> **ACTION ITEM**: An exact copy of every record below is required, with the pictures left out.

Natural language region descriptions
■ ■ ■ ■ ■ ■ ■

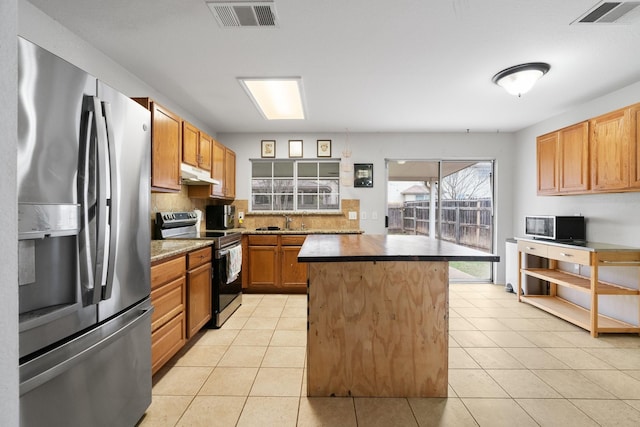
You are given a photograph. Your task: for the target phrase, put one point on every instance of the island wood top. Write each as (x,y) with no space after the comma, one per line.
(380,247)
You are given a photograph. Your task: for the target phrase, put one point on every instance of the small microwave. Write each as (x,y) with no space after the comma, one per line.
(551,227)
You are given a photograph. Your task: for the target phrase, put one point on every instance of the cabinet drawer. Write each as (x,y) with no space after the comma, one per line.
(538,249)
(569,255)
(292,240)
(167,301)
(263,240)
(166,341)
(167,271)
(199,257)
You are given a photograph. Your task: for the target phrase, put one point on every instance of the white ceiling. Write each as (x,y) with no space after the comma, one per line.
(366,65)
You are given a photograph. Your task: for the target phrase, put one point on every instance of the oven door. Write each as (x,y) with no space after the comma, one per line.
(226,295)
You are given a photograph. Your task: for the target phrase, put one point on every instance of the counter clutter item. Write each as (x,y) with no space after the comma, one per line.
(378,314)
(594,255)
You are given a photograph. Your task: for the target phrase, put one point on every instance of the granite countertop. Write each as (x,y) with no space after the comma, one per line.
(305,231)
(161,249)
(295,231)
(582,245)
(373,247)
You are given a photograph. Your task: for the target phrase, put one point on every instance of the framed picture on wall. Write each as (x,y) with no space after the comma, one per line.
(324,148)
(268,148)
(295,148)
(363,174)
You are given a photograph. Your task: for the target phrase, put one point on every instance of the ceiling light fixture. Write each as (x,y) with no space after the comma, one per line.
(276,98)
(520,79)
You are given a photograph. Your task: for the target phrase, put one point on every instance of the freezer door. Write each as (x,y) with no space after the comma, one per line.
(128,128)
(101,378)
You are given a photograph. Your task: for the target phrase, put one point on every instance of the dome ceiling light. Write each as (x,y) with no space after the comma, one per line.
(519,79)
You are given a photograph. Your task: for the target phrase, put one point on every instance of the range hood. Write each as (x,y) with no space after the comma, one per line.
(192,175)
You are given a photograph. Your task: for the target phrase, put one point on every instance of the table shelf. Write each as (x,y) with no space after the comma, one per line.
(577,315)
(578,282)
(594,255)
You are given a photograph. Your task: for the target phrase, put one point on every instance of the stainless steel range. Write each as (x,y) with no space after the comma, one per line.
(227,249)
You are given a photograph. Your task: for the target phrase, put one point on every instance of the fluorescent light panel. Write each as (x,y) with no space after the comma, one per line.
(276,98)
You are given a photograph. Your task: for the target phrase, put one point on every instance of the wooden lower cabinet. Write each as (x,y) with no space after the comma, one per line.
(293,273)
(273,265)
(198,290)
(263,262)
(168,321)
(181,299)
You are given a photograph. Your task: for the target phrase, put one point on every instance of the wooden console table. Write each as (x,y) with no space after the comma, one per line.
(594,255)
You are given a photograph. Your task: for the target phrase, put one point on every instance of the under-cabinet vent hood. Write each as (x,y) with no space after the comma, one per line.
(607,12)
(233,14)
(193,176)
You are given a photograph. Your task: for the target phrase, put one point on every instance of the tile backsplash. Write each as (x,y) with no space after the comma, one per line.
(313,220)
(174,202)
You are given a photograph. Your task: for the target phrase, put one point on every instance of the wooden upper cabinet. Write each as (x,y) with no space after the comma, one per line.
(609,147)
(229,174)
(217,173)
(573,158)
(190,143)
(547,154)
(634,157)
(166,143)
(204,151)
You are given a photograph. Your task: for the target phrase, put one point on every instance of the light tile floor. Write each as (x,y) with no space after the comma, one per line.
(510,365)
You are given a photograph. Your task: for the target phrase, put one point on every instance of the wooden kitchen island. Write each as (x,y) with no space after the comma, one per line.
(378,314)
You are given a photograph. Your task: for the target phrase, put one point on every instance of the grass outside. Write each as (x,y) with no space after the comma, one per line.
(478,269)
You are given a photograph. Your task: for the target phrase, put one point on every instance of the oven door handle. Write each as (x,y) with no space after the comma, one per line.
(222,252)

■ ■ ■ ■ ■ ■ ■

> **EXPECTED ANSWER**:
You are given a photograph. Your task: for the target phrase, put one point on every instance of the island wood top. Write each as (x,y) with no space after the comma, one per line.
(380,247)
You are given a photograph. Your task: for the target phrase, put one point on every instance of the small microwave. Write each as (x,y) with no space after the comma, one per line.
(551,227)
You are given a photograph. Your task: for the target phrase, put one point on every instance of the cabinet drawer. Write each as (x,y) with no space after the comma, one per line.
(538,249)
(569,255)
(292,240)
(167,301)
(263,240)
(166,341)
(167,271)
(199,257)
You are given a photograph. Your task: for the target phrase, put one point on every instance of the white ceiling. Write each as (x,y) with no space after the comma, one per line.
(366,65)
You are given a photograph. Your task: for the target phrase, put one point on every instance of the oven door. Write each as (x,y) with no space after the comma, one per line.
(226,295)
You are given a photograph. Your task: for the target phrase, put one point on every instance of the counter clutter item. Write each as (x,y) with no space after the comma, one per line.
(378,314)
(594,255)
You are given a photograph. Your task: for the target phrase, put one point on every instance of the granite countertop. Write each as (x,y) with no space after the comma, one per line.
(305,231)
(161,249)
(295,231)
(582,245)
(373,247)
You are given a photograph. Your task: for the target phrase, put one point on every instance of the framed picture on wall. Write each as (x,y) with no space after the comma, one per line.
(324,148)
(268,148)
(295,148)
(363,174)
You are given a photograph. Your task: for the target phrase, put one point on every instance of the ceiling light fixture. Write each as (x,y) with no space after the comma, one per line.
(276,98)
(520,79)
You are given a photograph. Your task: for the target phrase, put one point on every instance of the freezer door. Write each as (x,y) with no space after the comma, one per line.
(128,128)
(101,378)
You are given a photograph. Your task: for the target phrase, put one point on every instance of the dome ceiling light. Write each as (x,y) with no space after the comma, one per line.
(519,79)
You are given a photograph. Your task: for the target phrase, put one point on every instance of the range hood. Write each as (x,y) with no space after the comma, one per line.
(192,175)
You are given a photograph. Your task: for the target phrase, put one point on every instance of the table shelf. Write each as (x,y) with no space after the comma, one per line.
(577,315)
(578,282)
(594,255)
You are given a photograph. Your task: for the target phrase, put one point on every instance of the stainless steel range. Write each as (x,y) with no space after the comma, one per line.
(227,249)
You are given a photograph. Your task: for the target phrase, put one point on every instance of the fluorescent light panel. Write each as (x,y) with no space after the comma, one per line.
(276,98)
You are given a photograph. Your task: for the target phrase, put one point on every instance of the wooden lower cabinet. Write each as (x,y) with no space after the comma, one per line.
(293,273)
(273,265)
(198,290)
(263,262)
(168,321)
(181,299)
You are given a photograph. Your task: for the target phrase, put one point on every instance of the wooden console table. Write each as (x,y) with no space after the comma, one per line.
(594,255)
You are given a photograph. Your task: for the target phrase, put one point on every instance of the under-cabinet vent hood. Write each as (x,y) with no space after the comma, one per line.
(607,12)
(233,14)
(193,176)
You are given a photograph. Your task: for the target phrase, put one point on every instance of the tile backsplash. Write each as (x,y) with no space after the comma, one per line.
(313,220)
(174,202)
You are given a photograph. Your task: for the target phrase, put one point on every instance of the wooden upper cabinet. Write each as (x,y) with no space after the comma, one per line.
(609,147)
(229,174)
(217,173)
(573,158)
(190,143)
(547,154)
(634,157)
(166,143)
(204,151)
You are given a photograph. Your task: for the target phrase, put one point on every instance of the light tile floor. Write each as (x,y) with no space after the comma, one per line.
(510,365)
You are given a photograph. Your task: for the target phrase, put one point on every instance of the wooden kitchen island. Write each as (x,y) with no space after the comma, one per line.
(378,314)
You are given a photograph. Your task: for the target phrase, put one point on every instance of the grass outside. Write each as (x,y) with no space after the comma, one per line.
(478,269)
You are given a photograph. Your task: for the target phrase, put one point on every instance of the oven door handle. Write each as (x,y) with no space after the comma, one per line.
(222,252)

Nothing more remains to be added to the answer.